*EXERCISE BRIEF*
Copy all of the material below exactly.

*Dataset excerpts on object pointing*
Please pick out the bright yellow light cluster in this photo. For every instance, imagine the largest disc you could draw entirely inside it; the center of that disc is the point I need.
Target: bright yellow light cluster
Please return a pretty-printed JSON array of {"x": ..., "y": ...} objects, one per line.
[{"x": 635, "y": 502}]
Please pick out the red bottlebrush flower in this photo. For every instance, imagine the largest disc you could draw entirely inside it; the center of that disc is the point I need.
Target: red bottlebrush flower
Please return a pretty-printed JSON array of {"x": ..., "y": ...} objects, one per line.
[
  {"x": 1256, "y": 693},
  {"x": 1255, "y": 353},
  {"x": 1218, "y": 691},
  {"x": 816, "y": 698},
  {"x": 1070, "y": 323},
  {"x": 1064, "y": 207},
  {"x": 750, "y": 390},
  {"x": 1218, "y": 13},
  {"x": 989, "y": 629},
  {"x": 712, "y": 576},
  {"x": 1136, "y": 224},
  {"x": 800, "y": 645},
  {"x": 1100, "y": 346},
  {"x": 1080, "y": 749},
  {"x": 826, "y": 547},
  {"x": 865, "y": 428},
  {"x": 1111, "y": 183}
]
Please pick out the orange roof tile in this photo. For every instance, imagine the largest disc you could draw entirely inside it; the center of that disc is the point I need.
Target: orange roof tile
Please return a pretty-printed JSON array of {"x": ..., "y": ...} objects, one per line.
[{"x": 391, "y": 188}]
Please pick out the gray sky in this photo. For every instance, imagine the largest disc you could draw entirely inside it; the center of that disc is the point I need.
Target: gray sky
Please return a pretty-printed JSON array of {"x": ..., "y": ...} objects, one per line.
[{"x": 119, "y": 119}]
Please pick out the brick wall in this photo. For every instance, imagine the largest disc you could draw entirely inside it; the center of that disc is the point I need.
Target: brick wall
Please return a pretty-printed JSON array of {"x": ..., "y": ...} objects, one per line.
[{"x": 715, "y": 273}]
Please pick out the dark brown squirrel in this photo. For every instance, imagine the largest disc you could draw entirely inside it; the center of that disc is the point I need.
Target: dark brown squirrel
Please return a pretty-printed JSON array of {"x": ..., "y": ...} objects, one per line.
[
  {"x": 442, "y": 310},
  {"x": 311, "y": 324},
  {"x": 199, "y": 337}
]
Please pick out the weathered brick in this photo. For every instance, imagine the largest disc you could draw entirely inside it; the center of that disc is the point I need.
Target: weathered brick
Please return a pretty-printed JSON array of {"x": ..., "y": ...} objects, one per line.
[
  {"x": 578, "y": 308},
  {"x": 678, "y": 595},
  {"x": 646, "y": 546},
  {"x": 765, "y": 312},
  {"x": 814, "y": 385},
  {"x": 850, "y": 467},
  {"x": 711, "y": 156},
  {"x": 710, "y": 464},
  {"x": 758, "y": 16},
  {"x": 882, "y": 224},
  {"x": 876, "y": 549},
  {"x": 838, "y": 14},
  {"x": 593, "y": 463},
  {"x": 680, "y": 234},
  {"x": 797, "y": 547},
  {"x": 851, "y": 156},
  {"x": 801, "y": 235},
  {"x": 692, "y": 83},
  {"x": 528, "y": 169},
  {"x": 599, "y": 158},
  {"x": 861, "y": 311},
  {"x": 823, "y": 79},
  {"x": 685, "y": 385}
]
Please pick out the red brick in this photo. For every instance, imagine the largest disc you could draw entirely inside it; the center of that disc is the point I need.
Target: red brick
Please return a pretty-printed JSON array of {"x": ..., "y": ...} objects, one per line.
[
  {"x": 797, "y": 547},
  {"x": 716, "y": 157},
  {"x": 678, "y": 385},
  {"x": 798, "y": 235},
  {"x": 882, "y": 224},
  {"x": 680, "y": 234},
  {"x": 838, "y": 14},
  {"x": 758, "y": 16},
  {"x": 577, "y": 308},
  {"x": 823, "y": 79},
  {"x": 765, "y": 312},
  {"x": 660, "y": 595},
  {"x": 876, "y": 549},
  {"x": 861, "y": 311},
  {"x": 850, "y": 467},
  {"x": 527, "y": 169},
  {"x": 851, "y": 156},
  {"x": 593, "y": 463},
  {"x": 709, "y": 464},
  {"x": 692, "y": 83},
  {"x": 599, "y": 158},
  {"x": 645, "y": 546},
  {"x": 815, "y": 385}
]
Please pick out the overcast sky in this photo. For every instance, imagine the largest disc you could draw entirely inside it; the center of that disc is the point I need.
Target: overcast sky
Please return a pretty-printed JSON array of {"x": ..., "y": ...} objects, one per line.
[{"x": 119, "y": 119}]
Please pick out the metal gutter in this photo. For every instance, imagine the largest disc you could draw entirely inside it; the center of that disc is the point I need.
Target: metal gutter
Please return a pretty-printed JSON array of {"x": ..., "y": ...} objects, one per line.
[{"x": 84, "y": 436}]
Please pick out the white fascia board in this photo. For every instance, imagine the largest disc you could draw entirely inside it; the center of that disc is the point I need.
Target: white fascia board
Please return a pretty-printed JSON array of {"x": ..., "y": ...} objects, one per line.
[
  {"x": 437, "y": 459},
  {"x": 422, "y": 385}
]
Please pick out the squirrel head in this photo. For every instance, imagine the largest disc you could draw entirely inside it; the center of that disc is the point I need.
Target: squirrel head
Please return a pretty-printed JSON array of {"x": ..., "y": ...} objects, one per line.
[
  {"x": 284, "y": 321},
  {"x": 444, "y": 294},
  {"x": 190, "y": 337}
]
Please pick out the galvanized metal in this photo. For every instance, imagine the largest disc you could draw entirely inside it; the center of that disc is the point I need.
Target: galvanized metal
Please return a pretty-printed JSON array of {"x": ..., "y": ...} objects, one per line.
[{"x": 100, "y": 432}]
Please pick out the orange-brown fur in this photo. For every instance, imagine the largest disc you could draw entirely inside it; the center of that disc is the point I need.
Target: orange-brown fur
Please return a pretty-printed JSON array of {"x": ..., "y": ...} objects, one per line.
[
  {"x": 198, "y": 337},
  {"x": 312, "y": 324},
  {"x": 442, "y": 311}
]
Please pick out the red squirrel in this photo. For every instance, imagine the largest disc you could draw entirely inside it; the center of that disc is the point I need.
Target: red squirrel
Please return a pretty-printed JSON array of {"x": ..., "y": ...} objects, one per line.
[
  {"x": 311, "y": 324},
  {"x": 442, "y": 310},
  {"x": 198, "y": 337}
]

*SOLUTION FOR THIS TASK*
Please pick out the bright yellow light cluster in this photo. For every instance, imagine the largest disc you could draw entirely inside it; the center of that disc is the point I need.
Target: bright yellow light cluster
Please return a pretty-printed JSON array of {"x": ..., "y": ...} objects, one per line.
[{"x": 635, "y": 502}]
Please pick out the red bottlebrush flower in this photo. For every instance, imagine the largest disc you could draw entirely inside it; the center of that disc is the point I need.
Target: red bottlebrush flower
Please return a pretty-printed JSON array of {"x": ..., "y": ...} objects, one per line.
[
  {"x": 1256, "y": 693},
  {"x": 1255, "y": 353},
  {"x": 1218, "y": 691},
  {"x": 816, "y": 698},
  {"x": 1070, "y": 323},
  {"x": 1064, "y": 207},
  {"x": 750, "y": 390},
  {"x": 1218, "y": 13},
  {"x": 989, "y": 629},
  {"x": 712, "y": 576},
  {"x": 1136, "y": 224},
  {"x": 800, "y": 645},
  {"x": 1100, "y": 346},
  {"x": 1080, "y": 749},
  {"x": 826, "y": 547},
  {"x": 865, "y": 428},
  {"x": 1111, "y": 183}
]
Please pick out the orange roof tile in this photo. For every instance, imagine the largest disc you could draw entirely inside it; the center of that disc is the point I need.
Target: orange roof tile
Please return a pretty-printed JSON array of {"x": ..., "y": ...} objects, one per line.
[{"x": 391, "y": 188}]
Please pick out the gray sky in this photo. For every instance, imagine the largest disc you could draw entirely inside it; the center of that disc is the point I need.
Target: gray sky
Please return a pretty-printed JSON array of {"x": ..., "y": ...} objects, one per line.
[{"x": 119, "y": 119}]
Please pick out the brick wall in this photo. For every instance, imagine the largest disc you could draw entirely inside it; the center of that disc is the point I need.
Target: brick wall
Please return a pretty-printed JSON array of {"x": ..., "y": ...} objects, one per line.
[{"x": 715, "y": 273}]
Please pick out the dark brown squirrel in this photo. For every instance, imagine the largest disc you could draw entirely inside it; the center of that disc is the point I need.
Target: dark brown squirrel
Please return a pretty-printed JSON array of {"x": ..., "y": ...} objects, one per line.
[
  {"x": 442, "y": 310},
  {"x": 311, "y": 324},
  {"x": 199, "y": 337}
]
Please pick out the weathered brick in this photo. For every instance, imagine the largest disc you could draw entirely inside it; the center of that disc is the point I need.
Target: weathered brick
Please return a pretty-printed JSON array of {"x": ..., "y": ...} objects, one per line.
[
  {"x": 578, "y": 308},
  {"x": 678, "y": 595},
  {"x": 646, "y": 546},
  {"x": 765, "y": 312},
  {"x": 814, "y": 385},
  {"x": 850, "y": 467},
  {"x": 711, "y": 156},
  {"x": 710, "y": 464},
  {"x": 758, "y": 16},
  {"x": 882, "y": 224},
  {"x": 876, "y": 549},
  {"x": 838, "y": 14},
  {"x": 593, "y": 463},
  {"x": 680, "y": 234},
  {"x": 797, "y": 547},
  {"x": 851, "y": 156},
  {"x": 801, "y": 235},
  {"x": 692, "y": 83},
  {"x": 528, "y": 169},
  {"x": 599, "y": 158},
  {"x": 861, "y": 311},
  {"x": 823, "y": 79},
  {"x": 685, "y": 385}
]
Please pick out the red brick in this photo. For every instance, imagine the largest disc you could draw entirely inside it; the center of that disc is the point I need.
Target: red brick
Please return a pretty-printed JSON array of {"x": ..., "y": ...} objects, one per line.
[
  {"x": 797, "y": 547},
  {"x": 716, "y": 157},
  {"x": 678, "y": 385},
  {"x": 798, "y": 235},
  {"x": 882, "y": 224},
  {"x": 680, "y": 234},
  {"x": 838, "y": 14},
  {"x": 758, "y": 16},
  {"x": 577, "y": 308},
  {"x": 823, "y": 79},
  {"x": 765, "y": 312},
  {"x": 660, "y": 595},
  {"x": 876, "y": 549},
  {"x": 861, "y": 311},
  {"x": 850, "y": 467},
  {"x": 527, "y": 169},
  {"x": 851, "y": 156},
  {"x": 593, "y": 463},
  {"x": 709, "y": 464},
  {"x": 692, "y": 83},
  {"x": 599, "y": 158},
  {"x": 645, "y": 546},
  {"x": 815, "y": 385}
]
Please pick out the overcast sky in this photo. For every instance, imagine the largest disc you could draw entirely inside it; the center of that disc is the point I need.
Target: overcast sky
Please return a pretty-printed JSON array of {"x": ..., "y": ...} objects, one per line.
[{"x": 119, "y": 119}]
Please pick out the metal gutter in this photo. For every instance, imagine the largest disc you could draw entirely inside it; the center of that disc is the point I need.
Target: metal gutter
Please return a pretty-printed JSON array of {"x": ..., "y": ...} objects, one per line.
[{"x": 84, "y": 436}]
Please pick out the white fascia board in this photo. For every instance, imagine the largest disc you could draw entirely inside it; the center of that disc is the point I need.
Target: white fascia board
Please return a pretty-printed JSON array of {"x": ..., "y": ...} objects, one per line.
[
  {"x": 437, "y": 459},
  {"x": 422, "y": 385}
]
Please pick out the squirrel head in this photo. For every instance, imagine the largest disc you could draw entirely inside it; the center of that disc is the point I need.
Target: squirrel head
Please return a pretty-printed JSON array of {"x": ..., "y": ...} objects, one per line.
[
  {"x": 284, "y": 321},
  {"x": 444, "y": 294},
  {"x": 190, "y": 337}
]
Please pick out the galvanized metal in this photo. For every instance, imagine the largest disc you could draw entirely inside it; the center of that disc is the point I need.
Target: galvanized metal
Please return a pretty-printed JSON array of {"x": ..., "y": ...} objects, one per line.
[{"x": 100, "y": 432}]
Please pick out the orange-brown fur in this photo. For every instance, imagine the largest disc you could draw entirely inside it; the center of that disc is the point I need.
Target: orange-brown fur
Please return a pretty-printed JSON array of {"x": ..., "y": ...} objects, one per line.
[
  {"x": 198, "y": 337},
  {"x": 312, "y": 324},
  {"x": 442, "y": 311}
]
Please pick out the red squirrel in this photo. For every instance, imagine the largest disc you could draw entirely inside it; the center of that disc is the point I need.
Target: red squirrel
Please return a pretty-printed JSON array of {"x": ..., "y": ...} objects, one per line.
[
  {"x": 311, "y": 324},
  {"x": 442, "y": 310},
  {"x": 198, "y": 337}
]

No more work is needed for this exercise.